Provided records »
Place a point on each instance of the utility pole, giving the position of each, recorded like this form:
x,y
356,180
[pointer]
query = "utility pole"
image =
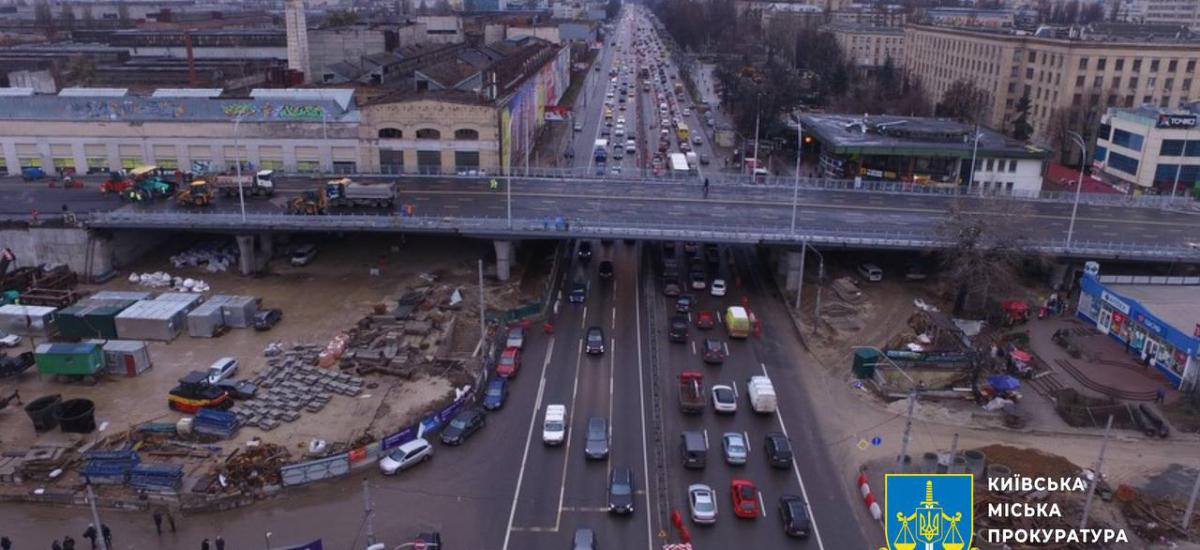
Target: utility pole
x,y
95,519
370,512
907,432
1096,476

Instructions to follow » Retype the data above verbatim, line by line, but leave out the picture.

Solution below »
Place a point on each instance of the utility pole, giving the position of each, recorded like this form:
x,y
356,180
[pointer]
query = "utility pole"
image =
Target: utility pole
x,y
95,519
370,512
907,432
1096,476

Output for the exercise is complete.